> _Task prompt_: Copy out each line below that has the word "molding" in it.
╭─ Supplied data
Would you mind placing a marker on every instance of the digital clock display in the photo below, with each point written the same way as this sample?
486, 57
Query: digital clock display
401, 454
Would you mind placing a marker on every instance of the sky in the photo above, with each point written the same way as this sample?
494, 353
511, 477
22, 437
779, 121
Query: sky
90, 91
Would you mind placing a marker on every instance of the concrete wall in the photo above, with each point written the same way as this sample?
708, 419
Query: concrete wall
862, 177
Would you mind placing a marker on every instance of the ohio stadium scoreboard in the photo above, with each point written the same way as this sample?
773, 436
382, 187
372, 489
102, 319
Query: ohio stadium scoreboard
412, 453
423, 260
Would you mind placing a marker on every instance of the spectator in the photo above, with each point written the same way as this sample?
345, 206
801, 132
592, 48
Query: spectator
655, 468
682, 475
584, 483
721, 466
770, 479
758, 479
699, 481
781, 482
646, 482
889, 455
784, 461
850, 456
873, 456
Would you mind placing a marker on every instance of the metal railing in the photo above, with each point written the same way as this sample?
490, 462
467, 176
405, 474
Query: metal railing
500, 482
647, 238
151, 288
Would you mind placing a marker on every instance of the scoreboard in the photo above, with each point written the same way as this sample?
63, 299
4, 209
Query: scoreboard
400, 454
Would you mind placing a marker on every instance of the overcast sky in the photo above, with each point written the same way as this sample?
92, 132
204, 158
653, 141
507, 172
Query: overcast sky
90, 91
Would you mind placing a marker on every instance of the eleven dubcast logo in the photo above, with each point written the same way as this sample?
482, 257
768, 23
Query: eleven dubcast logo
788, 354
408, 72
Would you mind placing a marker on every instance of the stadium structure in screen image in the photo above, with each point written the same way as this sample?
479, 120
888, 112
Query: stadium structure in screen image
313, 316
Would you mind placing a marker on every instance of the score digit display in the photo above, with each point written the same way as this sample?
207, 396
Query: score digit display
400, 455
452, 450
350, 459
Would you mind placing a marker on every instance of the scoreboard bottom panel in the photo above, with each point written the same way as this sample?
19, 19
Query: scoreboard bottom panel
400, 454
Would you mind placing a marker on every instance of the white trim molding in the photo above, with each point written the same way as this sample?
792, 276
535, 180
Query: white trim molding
╰─
> _Solved problem_:
Would you mind placing a marker on every instance of the white trim molding in the photo above, with each point written the same way as this sample?
Query: white trim molding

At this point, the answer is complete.